◆ **MATERIAL**

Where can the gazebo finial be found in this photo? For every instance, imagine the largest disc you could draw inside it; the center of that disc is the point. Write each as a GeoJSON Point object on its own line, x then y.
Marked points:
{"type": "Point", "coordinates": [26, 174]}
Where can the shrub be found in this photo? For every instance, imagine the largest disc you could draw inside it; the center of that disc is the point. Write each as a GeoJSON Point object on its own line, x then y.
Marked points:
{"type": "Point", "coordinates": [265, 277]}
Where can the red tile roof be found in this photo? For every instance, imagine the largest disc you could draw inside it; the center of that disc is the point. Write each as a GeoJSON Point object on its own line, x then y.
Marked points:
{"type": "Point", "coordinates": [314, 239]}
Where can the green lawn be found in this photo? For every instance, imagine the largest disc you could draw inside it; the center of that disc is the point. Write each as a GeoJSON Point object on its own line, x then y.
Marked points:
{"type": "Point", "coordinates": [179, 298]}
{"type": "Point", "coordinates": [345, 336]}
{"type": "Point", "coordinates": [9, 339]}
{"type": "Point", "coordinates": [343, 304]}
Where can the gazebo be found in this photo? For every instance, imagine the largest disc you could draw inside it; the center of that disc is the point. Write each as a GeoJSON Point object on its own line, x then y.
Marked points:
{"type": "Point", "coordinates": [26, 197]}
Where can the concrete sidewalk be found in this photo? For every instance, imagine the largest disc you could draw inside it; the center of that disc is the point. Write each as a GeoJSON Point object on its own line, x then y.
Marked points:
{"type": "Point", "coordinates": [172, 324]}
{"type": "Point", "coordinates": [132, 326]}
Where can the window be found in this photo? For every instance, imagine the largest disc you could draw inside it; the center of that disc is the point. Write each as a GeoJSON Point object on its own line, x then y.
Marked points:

◆ **DESCRIPTION OF THE TASK**
Return all of the data exactly as it reads.

◆ **OUTPUT FOR THIS EXERCISE**
Where can the gazebo finial be found in this photo? For every instance, imagine the largest disc you could draw inside it; the center of that disc is the point. Write each as a GeoJSON Point object on its own line, x then y.
Marked points:
{"type": "Point", "coordinates": [26, 174]}
Where can the shrub be found in this photo? For every instance, imagine the largest disc you could draw inside it; the center of that disc is the point. Write each as a GeoJSON Point object on its own line, x then y.
Marked points:
{"type": "Point", "coordinates": [265, 277]}
Where can the red tile roof be found in this photo? For every instance, imagine the largest disc you could draw inside it; the center of that disc is the point. Write each as a GeoJSON Point object on its own line, x then y.
Marked points:
{"type": "Point", "coordinates": [314, 239]}
Where can the green lawn be found in this photo? For every instance, imagine the largest disc you could draw inside it; the center of that disc is the point. Write each as a GeoJSON Point object on its own line, x then y.
Marked points:
{"type": "Point", "coordinates": [179, 298]}
{"type": "Point", "coordinates": [345, 336]}
{"type": "Point", "coordinates": [9, 339]}
{"type": "Point", "coordinates": [343, 304]}
Where can the gazebo be found in this photo? For every instance, imagine the largest disc you could draw inside it; the center of that disc is the point. Write each as a GeoJSON Point object on its own line, x then y.
Marked points:
{"type": "Point", "coordinates": [26, 197]}
Where can the concrete sidewalk be found in this photo? For every instance, imagine the largest disc you could draw inside it; the center of that disc is the point. Write each as a GeoJSON Point object on its own line, x then y.
Marked points:
{"type": "Point", "coordinates": [172, 324]}
{"type": "Point", "coordinates": [132, 326]}
Where can the window be found in this photo? For every instance, imagine the largest disc you could draw inside it; the center of that disc is the point. Write each as a GeoJSON Point object on its own line, x then y.
Marked points:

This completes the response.